** Begin INPUT ROWS **
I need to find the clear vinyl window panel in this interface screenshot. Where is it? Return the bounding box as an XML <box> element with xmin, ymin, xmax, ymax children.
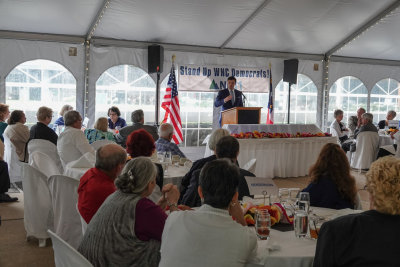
<box><xmin>6</xmin><ymin>59</ymin><xmax>76</xmax><ymax>126</ymax></box>
<box><xmin>370</xmin><ymin>78</ymin><xmax>400</xmax><ymax>123</ymax></box>
<box><xmin>325</xmin><ymin>76</ymin><xmax>368</xmax><ymax>127</ymax></box>
<box><xmin>95</xmin><ymin>65</ymin><xmax>156</xmax><ymax>125</ymax></box>
<box><xmin>274</xmin><ymin>74</ymin><xmax>318</xmax><ymax>124</ymax></box>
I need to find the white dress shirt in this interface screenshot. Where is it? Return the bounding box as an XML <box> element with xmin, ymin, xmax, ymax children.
<box><xmin>159</xmin><ymin>204</ymin><xmax>257</xmax><ymax>267</ymax></box>
<box><xmin>57</xmin><ymin>126</ymin><xmax>95</xmax><ymax>166</ymax></box>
** End INPUT ROWS **
GIVEN EXERCISE. Please copy out the listing above word for word, leaving out the pictures.

FINISHED EXERCISE.
I need to find the clear vinyl window panel in this interface screenshot. Where is it? Return the bounding box as an XML <box> element with xmin, ymin, xmax, ymax children.
<box><xmin>6</xmin><ymin>59</ymin><xmax>76</xmax><ymax>126</ymax></box>
<box><xmin>370</xmin><ymin>78</ymin><xmax>400</xmax><ymax>123</ymax></box>
<box><xmin>325</xmin><ymin>76</ymin><xmax>368</xmax><ymax>127</ymax></box>
<box><xmin>95</xmin><ymin>65</ymin><xmax>156</xmax><ymax>125</ymax></box>
<box><xmin>274</xmin><ymin>74</ymin><xmax>318</xmax><ymax>124</ymax></box>
I need to find the white dress shirt in this interface screenshot. Where is it? Return the bounding box as an XML <box> element with xmin, ymin, xmax, ymax children.
<box><xmin>159</xmin><ymin>204</ymin><xmax>257</xmax><ymax>267</ymax></box>
<box><xmin>57</xmin><ymin>126</ymin><xmax>95</xmax><ymax>166</ymax></box>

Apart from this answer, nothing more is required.